**EXERCISE GOAL:** Once the line with "the yellow wheel" is found in the material, write out that line and every later line exactly, through the end.

**MATERIAL SUPPLIED:**
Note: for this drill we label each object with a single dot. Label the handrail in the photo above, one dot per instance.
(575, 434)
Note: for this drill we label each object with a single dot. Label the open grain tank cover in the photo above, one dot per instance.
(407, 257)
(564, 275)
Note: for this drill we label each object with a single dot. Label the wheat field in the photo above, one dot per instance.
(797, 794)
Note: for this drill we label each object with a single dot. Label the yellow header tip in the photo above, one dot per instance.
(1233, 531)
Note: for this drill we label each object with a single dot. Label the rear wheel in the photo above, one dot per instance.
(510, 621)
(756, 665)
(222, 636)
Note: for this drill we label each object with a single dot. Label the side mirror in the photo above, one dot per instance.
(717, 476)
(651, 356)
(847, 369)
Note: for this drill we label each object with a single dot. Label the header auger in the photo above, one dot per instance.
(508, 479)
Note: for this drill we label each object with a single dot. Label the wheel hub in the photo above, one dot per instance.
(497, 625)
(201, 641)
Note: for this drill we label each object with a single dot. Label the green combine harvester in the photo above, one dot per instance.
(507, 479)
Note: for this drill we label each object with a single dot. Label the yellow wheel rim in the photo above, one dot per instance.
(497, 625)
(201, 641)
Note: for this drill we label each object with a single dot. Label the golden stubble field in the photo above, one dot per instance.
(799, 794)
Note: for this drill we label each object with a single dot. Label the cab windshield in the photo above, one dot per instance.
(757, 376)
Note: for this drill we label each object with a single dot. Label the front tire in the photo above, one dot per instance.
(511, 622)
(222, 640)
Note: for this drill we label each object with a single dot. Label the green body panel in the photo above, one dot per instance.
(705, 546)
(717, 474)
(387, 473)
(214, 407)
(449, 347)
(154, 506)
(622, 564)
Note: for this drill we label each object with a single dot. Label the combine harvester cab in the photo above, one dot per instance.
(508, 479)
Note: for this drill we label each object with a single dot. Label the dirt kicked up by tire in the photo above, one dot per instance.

**RESULT FOR THIS TASK:**
Note: for this drill we label each object with a single dot. Label the yellow wheel rim in the photo above, one dot per instance.
(497, 625)
(201, 641)
Note: for this drill we label each object with a single dot. Label the golden stubble field in the photo above, one dot per instance.
(799, 794)
Note: for this drill we label each object with a single dot. Label the cab windshield in the photo above, one dot per instance.
(757, 376)
Note: for this drill we label each object with a single dot. Label the front tire in the photo above, one dot per instance.
(511, 622)
(222, 640)
Note: for this drill we label each object with a single dot. Label the green body panel in the photo above, one dot per instance.
(705, 546)
(717, 474)
(387, 473)
(214, 407)
(449, 347)
(154, 506)
(622, 564)
Note: for this drill we label each object with a single dot. Label the combine harvester cab in the photo above, one dot per instance.
(508, 479)
Note: for this drill we label each object with a single dot. Label the dirt kicked up by tire in the photo above, one dot per instance.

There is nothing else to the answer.